- **TASK DETAILS**: Pull out every line of text from the data below, word for word, and leave the pictures out of your answer.

- **EXTRACTED MATERIAL**:
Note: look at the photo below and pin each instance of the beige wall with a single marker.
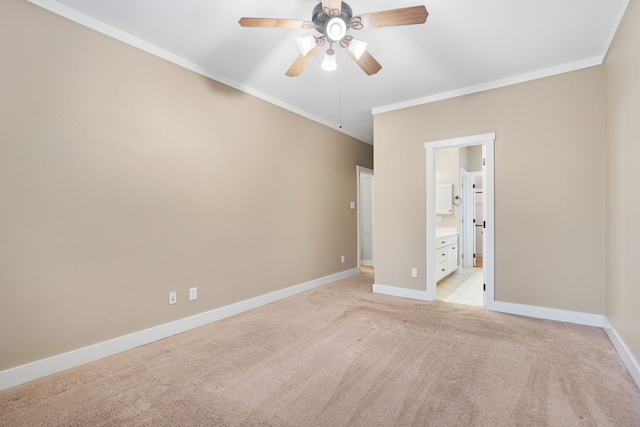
(622, 149)
(123, 177)
(549, 190)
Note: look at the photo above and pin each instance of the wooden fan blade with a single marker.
(332, 7)
(301, 63)
(275, 23)
(367, 62)
(390, 18)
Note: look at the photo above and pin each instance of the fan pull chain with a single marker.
(340, 88)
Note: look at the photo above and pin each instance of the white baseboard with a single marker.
(627, 358)
(41, 368)
(547, 313)
(400, 292)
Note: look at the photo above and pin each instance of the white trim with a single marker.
(549, 313)
(361, 170)
(496, 84)
(94, 24)
(41, 368)
(486, 140)
(614, 28)
(627, 358)
(400, 292)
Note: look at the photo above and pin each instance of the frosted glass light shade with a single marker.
(357, 48)
(335, 29)
(305, 44)
(329, 62)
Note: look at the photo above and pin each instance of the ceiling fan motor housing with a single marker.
(328, 25)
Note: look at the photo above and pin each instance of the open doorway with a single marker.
(365, 220)
(457, 230)
(463, 285)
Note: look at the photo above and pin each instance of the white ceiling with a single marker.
(465, 46)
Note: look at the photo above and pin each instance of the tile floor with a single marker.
(464, 288)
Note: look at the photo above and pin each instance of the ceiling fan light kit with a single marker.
(332, 19)
(329, 62)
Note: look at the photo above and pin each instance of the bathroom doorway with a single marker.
(482, 276)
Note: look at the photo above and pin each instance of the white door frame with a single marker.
(361, 170)
(487, 141)
(467, 229)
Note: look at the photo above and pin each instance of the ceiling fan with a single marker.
(332, 19)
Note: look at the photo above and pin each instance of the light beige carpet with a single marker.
(342, 356)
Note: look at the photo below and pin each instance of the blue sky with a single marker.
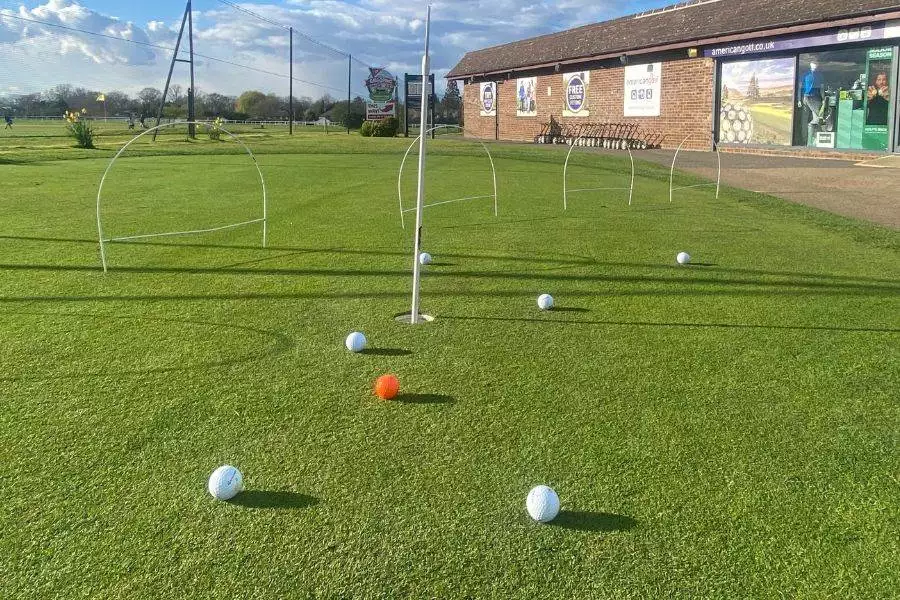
(387, 33)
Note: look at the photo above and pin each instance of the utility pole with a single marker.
(162, 102)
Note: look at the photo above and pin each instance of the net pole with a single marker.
(192, 128)
(420, 196)
(349, 84)
(291, 93)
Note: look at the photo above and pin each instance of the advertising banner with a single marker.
(576, 94)
(643, 90)
(378, 111)
(757, 102)
(487, 98)
(382, 86)
(845, 35)
(526, 97)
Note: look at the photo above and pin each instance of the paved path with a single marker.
(869, 190)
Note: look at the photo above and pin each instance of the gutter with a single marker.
(710, 41)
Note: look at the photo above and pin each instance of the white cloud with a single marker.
(380, 32)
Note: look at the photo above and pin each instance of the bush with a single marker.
(214, 131)
(387, 128)
(80, 130)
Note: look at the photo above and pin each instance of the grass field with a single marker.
(724, 430)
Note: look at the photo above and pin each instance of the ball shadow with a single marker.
(425, 399)
(262, 499)
(592, 521)
(386, 352)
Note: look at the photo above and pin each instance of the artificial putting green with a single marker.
(724, 430)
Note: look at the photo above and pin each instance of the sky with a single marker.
(384, 33)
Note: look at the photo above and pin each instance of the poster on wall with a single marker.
(382, 87)
(526, 97)
(757, 104)
(643, 90)
(487, 97)
(576, 101)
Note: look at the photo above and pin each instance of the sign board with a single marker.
(526, 97)
(414, 87)
(382, 87)
(844, 35)
(825, 139)
(487, 98)
(576, 86)
(643, 90)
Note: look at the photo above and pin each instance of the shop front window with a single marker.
(757, 101)
(843, 99)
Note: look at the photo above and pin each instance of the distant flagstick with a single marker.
(420, 198)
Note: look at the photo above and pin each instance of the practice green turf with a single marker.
(724, 430)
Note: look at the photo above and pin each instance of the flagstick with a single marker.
(420, 197)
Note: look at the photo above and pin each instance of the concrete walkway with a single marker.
(868, 190)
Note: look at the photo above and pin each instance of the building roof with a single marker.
(677, 24)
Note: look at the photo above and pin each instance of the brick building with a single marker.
(748, 74)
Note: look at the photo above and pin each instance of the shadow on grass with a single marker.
(592, 521)
(386, 352)
(273, 500)
(678, 325)
(279, 343)
(425, 399)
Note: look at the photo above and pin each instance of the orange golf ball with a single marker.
(386, 387)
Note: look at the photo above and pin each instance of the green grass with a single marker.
(724, 430)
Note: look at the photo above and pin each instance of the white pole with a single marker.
(420, 197)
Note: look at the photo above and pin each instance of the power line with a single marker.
(247, 11)
(168, 49)
(281, 25)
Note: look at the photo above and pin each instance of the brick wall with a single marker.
(686, 107)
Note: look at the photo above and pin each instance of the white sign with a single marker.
(643, 90)
(487, 98)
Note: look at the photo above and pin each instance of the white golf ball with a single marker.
(542, 504)
(225, 483)
(356, 342)
(545, 301)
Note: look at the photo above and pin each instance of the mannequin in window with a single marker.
(812, 98)
(879, 96)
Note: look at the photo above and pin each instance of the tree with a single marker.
(148, 100)
(215, 105)
(357, 114)
(248, 101)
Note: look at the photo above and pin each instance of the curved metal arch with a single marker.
(718, 183)
(263, 220)
(566, 190)
(403, 163)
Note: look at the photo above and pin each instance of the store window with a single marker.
(843, 99)
(757, 101)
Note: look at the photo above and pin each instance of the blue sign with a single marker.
(845, 35)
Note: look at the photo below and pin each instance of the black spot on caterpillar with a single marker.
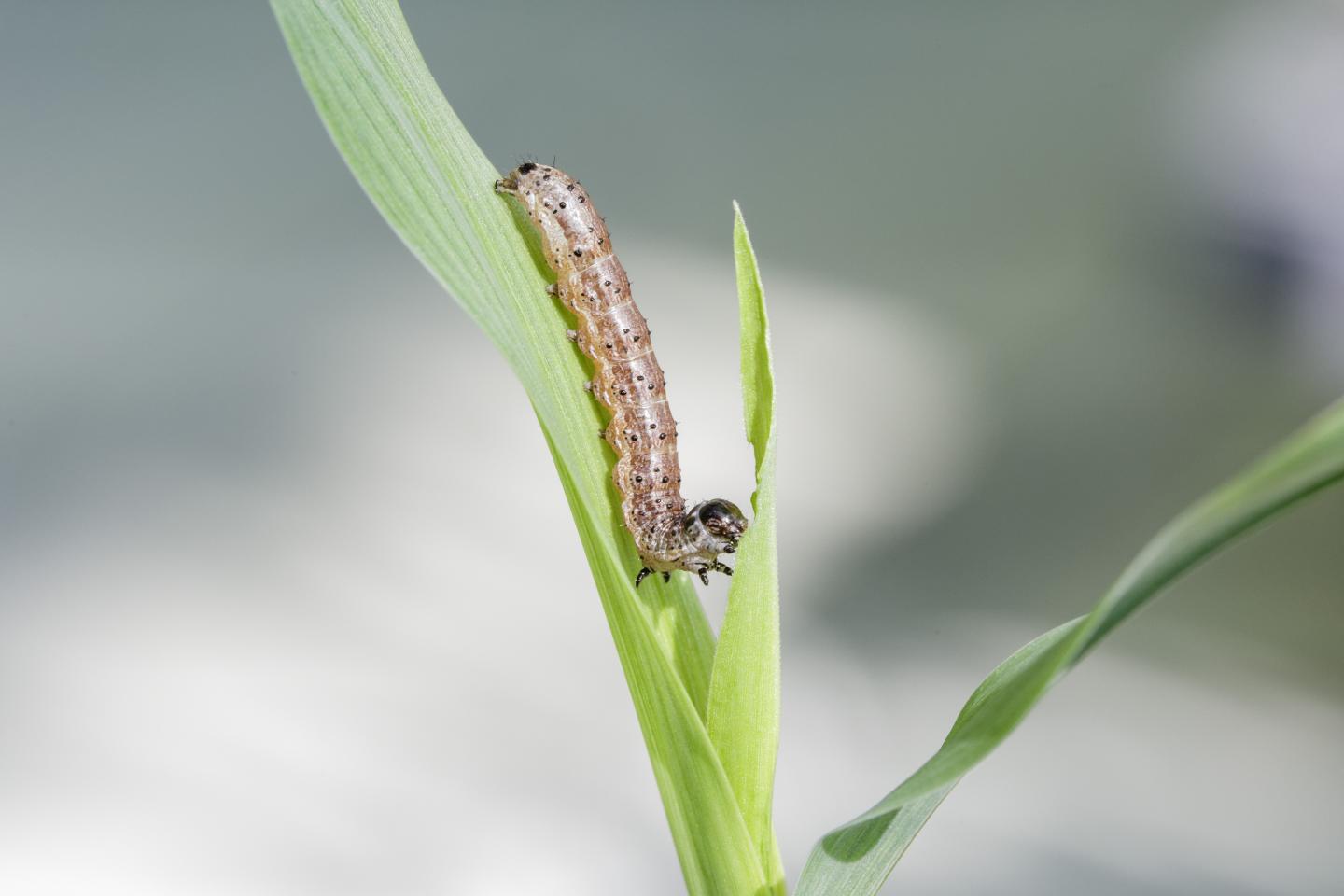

- **EXPECTED ANSWER**:
Note: look at the photo below and pin each instance of the beige wall with a single marker.
(622, 149)
(123, 177)
(549, 190)
Note: look at the photo above and pin each instance of the wooden fan blade with a single marker.
(332, 7)
(301, 63)
(275, 23)
(367, 62)
(390, 18)
Note: look at the photo above and pin each instance of the fan pull chain with a single marker.
(340, 88)
Note: look at the photo above and pin each instance of the white baseboard with a single marker.
(627, 358)
(41, 368)
(547, 313)
(400, 292)
Note: look at the photo above and pin each instance of the white trim with a single marker.
(549, 313)
(361, 170)
(496, 84)
(94, 24)
(41, 368)
(486, 140)
(614, 28)
(627, 358)
(400, 292)
Note: look at the photo above and pin each instance of the frosted glass light shade with a single marker.
(357, 48)
(335, 29)
(305, 44)
(329, 62)
Note: look at the photo above and pin each instance of the ceiling fan motor housing with a single marker.
(328, 25)
Note: look at the photo above and pin each instance of the open doorway with a single marker.
(365, 220)
(457, 230)
(463, 285)
Note: look at the photo above and pin each instance of the white ceiling with a single marker.
(465, 46)
Note: look at the photo above and pin each instance of the tile floor with a single marker.
(464, 288)
Note: look at the photo above and pin each instance of the ceiling fan light kit with a single marker.
(332, 19)
(329, 62)
Note: look at the photo above and pin each instance of the bathroom doorway with a single marker.
(482, 276)
Note: look at the photo above and pin each instance of the white door frame with a single marker.
(361, 170)
(487, 141)
(467, 229)
Note: look at the photo above and pin each instance of the ceiling fan with a single marker.
(332, 19)
Note: look at the photo above and pin each instance of the light beige carpet with a single marker.
(342, 356)
Note: look at the photo below and pin each instance of the blue sky with a single marker.
(387, 33)
Note: look at the photo above and pin each instance of the utility pole with a single marker.
(162, 102)
Note: look at the photo above and pin each instance of the net pole with a single marker.
(192, 128)
(420, 196)
(349, 84)
(291, 93)
Note: look at the photo above and pin each instance of the advertising banner with a single marker.
(576, 94)
(643, 90)
(378, 111)
(757, 102)
(487, 98)
(382, 86)
(845, 35)
(526, 97)
Note: look at the photo above and pin each instance of the paved path with a single marker.
(869, 190)
Note: look at the photo above and pin each instance of the gutter with a single marker.
(710, 41)
Note: look at the photo above and pin each instance of the white cloud with a single marker.
(380, 32)
Note: look at the photo above and pin each instance of the bush with a single marker.
(214, 131)
(387, 128)
(80, 130)
Note: look at the photo above and pin each instance of the grass field with a single marker.
(724, 430)
Note: look at the photo above and pin each instance of the ball shadow with a single marker.
(425, 399)
(262, 499)
(592, 521)
(386, 352)
Note: look at the photo above and pin each instance of the artificial putting green with a single marker.
(724, 430)
Note: look at the photo above and pin each instance of the sky with a single marker.
(384, 33)
Note: look at the photo above and pin each instance of the poster on wall with a single marker.
(382, 87)
(526, 97)
(757, 104)
(643, 90)
(487, 97)
(576, 101)
Note: look at the photo above and pin each instance of the sign board with a single marker.
(526, 97)
(414, 87)
(382, 87)
(844, 35)
(825, 139)
(487, 98)
(576, 86)
(643, 90)
Note: look at the photo above and pin each instance of the shop front window with a single marker.
(757, 101)
(843, 99)
Note: look at the photo above and pin each instance of the distant flagstick with a single marker.
(420, 198)
Note: look at the photo above and pin each instance of the practice green turf with a single marker.
(724, 430)
Note: look at the photo above and pin each instance of the flagstick with a single marker.
(420, 197)
Note: look at the photo above and pin each instance of the concrete walkway with a single marker.
(868, 190)
Note: look at the photo above and pin each instance of the building roof with a single marker.
(677, 24)
Note: look at the photo above and pin each instance of the brick building with a single marker.
(748, 74)
Note: look at the photo above and pin each instance of the shadow on grass with a single marker.
(592, 521)
(386, 352)
(273, 500)
(678, 325)
(279, 343)
(425, 399)
Note: look at the photo above and pin each instance of the orange golf ball with a single marker.
(386, 387)
Note: look at the photo above and pin each instance of the green grass with a single marker.
(724, 430)
Note: look at the photo above and pin each instance of the white pole with a single marker.
(420, 197)
Note: look at the photo above and pin each instance of the power line with a single marker.
(247, 11)
(168, 49)
(281, 25)
Note: look at the photo above and pin each instance of the brick wall with a single marker.
(686, 107)
Note: look at the photo above and pin each instance of the white sign with a single marker.
(643, 90)
(487, 98)
Note: look at the photo above and pin each instance of the white golf ball with a single marker.
(542, 504)
(225, 483)
(356, 342)
(545, 301)
Note: look at the photo above and pin each instance of the mannequin in window with a single marker.
(812, 98)
(879, 96)
Note: look at the photo above and pin each instance of the tree with a single marker.
(148, 100)
(215, 105)
(357, 114)
(248, 101)
Note: look at the photo above and pin each instance of the curved metal arch with a single marker.
(718, 183)
(263, 220)
(566, 190)
(403, 163)
Note: look at the photo above and pin each instance of the store window with a single marker.
(843, 99)
(757, 101)
Note: look at the photo above and pin each instance of the blue sign with a single marker.
(845, 35)
Note: look at the photo below and pin each instance of the black spot on caterpillar with a single marker.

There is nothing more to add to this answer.